Given data>
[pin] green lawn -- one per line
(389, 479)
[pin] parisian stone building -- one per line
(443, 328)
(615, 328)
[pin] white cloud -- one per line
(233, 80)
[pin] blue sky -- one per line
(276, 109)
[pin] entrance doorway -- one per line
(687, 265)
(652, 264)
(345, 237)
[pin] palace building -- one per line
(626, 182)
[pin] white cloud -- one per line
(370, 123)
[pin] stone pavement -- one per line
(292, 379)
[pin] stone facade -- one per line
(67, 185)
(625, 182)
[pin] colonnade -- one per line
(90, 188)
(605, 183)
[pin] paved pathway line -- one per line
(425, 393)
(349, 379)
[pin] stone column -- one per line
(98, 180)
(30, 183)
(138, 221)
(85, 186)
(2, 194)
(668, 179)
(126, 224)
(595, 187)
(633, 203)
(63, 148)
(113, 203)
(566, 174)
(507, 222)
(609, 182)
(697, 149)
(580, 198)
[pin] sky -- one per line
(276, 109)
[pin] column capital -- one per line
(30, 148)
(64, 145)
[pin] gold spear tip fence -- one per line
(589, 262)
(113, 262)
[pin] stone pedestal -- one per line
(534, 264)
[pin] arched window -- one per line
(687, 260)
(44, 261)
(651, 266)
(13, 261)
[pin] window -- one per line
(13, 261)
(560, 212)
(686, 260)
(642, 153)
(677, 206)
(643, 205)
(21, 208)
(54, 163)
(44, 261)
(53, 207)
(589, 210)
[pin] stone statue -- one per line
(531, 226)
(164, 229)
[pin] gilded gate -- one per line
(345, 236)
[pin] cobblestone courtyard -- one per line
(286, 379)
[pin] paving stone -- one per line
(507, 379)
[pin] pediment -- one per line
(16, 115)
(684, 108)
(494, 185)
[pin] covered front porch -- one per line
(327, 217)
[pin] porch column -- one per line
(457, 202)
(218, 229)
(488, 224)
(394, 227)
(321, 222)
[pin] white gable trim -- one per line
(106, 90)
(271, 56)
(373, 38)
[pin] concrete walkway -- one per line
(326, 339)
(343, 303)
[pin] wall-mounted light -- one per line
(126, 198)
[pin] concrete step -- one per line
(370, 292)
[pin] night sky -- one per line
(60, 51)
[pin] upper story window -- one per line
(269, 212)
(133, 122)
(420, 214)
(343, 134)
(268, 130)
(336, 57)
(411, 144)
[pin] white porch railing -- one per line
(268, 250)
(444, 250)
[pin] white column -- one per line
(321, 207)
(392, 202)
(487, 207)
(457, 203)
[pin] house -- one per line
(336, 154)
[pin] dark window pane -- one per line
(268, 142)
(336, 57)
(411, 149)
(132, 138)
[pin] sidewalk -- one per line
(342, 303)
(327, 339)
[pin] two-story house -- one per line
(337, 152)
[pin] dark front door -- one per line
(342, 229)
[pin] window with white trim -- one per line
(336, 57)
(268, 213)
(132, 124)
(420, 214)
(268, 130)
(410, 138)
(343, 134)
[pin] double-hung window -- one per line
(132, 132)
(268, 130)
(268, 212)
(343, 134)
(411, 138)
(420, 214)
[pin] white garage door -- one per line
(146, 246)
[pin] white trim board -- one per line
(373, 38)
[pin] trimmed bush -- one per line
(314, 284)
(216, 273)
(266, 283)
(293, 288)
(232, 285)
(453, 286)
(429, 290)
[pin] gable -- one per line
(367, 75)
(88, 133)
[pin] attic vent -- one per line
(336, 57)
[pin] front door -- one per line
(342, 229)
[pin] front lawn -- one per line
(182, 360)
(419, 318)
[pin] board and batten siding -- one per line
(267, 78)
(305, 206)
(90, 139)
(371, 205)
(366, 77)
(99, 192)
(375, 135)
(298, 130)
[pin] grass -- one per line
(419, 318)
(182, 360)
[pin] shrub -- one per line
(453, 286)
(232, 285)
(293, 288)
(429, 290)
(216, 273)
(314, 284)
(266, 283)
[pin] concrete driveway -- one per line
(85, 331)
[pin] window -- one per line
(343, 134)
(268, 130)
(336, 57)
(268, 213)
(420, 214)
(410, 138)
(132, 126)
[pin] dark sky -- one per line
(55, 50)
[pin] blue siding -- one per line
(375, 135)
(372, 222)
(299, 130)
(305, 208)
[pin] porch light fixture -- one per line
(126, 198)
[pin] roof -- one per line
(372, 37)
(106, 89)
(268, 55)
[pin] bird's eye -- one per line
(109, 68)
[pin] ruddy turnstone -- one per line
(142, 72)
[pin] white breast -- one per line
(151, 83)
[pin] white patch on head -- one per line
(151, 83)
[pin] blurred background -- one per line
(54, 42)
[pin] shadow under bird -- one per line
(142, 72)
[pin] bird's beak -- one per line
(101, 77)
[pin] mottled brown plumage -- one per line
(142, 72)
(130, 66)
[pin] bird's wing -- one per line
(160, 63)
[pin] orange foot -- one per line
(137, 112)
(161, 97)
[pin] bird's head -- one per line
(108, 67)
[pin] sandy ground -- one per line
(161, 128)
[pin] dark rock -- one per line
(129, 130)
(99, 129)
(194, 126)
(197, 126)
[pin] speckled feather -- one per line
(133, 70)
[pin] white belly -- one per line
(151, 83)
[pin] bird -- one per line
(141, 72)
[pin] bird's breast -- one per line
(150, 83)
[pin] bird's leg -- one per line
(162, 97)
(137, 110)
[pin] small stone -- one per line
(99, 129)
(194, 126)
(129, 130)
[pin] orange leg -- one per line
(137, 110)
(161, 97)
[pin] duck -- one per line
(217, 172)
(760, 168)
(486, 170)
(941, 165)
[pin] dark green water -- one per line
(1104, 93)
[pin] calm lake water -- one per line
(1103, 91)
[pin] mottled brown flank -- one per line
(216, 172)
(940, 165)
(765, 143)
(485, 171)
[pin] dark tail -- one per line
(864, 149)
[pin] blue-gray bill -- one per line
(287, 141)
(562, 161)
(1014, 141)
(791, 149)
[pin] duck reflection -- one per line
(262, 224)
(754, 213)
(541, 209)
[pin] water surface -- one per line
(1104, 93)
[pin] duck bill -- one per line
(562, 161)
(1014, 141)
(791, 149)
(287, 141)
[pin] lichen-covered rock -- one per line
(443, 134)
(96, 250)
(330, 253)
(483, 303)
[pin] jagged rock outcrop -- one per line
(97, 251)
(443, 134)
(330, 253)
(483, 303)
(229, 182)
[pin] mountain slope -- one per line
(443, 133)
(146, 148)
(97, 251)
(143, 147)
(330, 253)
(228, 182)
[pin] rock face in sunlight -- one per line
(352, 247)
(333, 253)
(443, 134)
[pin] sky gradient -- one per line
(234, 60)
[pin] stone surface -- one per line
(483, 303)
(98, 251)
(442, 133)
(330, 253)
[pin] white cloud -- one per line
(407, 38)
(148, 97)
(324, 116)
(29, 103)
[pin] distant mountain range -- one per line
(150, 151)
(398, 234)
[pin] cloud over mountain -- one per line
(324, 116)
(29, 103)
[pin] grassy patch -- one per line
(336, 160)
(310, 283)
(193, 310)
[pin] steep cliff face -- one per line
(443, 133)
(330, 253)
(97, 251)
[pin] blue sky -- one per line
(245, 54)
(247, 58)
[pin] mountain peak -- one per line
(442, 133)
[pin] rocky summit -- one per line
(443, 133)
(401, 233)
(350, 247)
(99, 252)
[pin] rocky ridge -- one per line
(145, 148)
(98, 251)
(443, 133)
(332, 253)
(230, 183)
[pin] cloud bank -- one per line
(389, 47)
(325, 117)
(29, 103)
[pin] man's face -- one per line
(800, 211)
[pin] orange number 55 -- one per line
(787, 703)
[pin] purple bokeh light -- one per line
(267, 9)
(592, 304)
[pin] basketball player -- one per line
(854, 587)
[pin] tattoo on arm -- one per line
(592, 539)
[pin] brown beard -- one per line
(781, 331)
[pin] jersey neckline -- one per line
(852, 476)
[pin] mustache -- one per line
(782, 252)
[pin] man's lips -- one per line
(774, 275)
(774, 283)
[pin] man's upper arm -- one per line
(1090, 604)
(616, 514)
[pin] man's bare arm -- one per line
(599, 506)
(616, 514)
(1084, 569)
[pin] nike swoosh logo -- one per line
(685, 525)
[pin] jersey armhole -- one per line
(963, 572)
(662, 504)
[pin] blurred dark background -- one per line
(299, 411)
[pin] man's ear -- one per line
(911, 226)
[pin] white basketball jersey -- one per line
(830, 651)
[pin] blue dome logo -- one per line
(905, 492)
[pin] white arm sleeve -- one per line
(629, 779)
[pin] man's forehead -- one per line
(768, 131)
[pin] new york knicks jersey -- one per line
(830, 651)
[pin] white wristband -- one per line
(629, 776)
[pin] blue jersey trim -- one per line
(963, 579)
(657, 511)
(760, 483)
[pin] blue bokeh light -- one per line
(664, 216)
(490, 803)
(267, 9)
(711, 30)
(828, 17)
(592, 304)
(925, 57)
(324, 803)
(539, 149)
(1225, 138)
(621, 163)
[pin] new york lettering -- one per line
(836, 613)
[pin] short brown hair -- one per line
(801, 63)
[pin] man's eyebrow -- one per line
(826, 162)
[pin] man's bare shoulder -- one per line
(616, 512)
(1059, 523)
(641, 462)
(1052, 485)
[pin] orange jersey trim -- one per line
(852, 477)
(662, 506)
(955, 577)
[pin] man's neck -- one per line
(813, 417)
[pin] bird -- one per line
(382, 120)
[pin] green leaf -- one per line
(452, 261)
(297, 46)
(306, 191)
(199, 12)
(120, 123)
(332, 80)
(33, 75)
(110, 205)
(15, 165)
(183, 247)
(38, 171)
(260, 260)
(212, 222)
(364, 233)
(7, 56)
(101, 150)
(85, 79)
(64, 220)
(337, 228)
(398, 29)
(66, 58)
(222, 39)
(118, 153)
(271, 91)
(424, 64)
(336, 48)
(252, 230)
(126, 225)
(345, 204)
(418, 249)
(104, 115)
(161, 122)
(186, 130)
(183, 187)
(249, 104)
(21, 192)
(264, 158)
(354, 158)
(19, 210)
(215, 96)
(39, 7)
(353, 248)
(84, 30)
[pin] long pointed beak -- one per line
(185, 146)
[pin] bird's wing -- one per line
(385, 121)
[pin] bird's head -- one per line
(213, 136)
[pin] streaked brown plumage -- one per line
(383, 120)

What is asked>
Starting at the row that has "[pin] new york lettering -- one per line" and continuing through the last row, write those rows out again with every "man's" changed to "person's" and nothing else altered.

Solution>
[pin] new york lettering -- one per line
(836, 613)
[pin] short brown hair -- one per line
(801, 63)
[pin] person's eyebrow -- one per line
(826, 162)
[pin] person's bare shoulder -- one per line
(616, 512)
(1059, 523)
(641, 462)
(1052, 485)
[pin] orange jersey trim -- one per line
(852, 477)
(662, 506)
(955, 577)
[pin] person's neck -- one per line
(813, 417)
[pin] bird -- one per line
(382, 120)
[pin] green leaf -- one per line
(452, 261)
(297, 46)
(306, 191)
(199, 12)
(120, 123)
(332, 80)
(33, 75)
(110, 205)
(15, 165)
(183, 247)
(38, 171)
(260, 260)
(212, 222)
(364, 233)
(7, 56)
(101, 150)
(85, 79)
(64, 220)
(337, 228)
(398, 29)
(66, 58)
(222, 39)
(118, 153)
(271, 91)
(424, 64)
(336, 48)
(252, 230)
(126, 225)
(345, 204)
(418, 249)
(104, 115)
(161, 122)
(186, 130)
(183, 187)
(249, 104)
(21, 192)
(264, 158)
(354, 158)
(19, 210)
(215, 96)
(39, 7)
(353, 248)
(84, 30)
[pin] long pointed beak -- one per line
(185, 146)
[pin] bird's wing -- one per line
(385, 121)
[pin] bird's head -- one per line
(213, 136)
[pin] streaked brown plumage -- one per line
(383, 120)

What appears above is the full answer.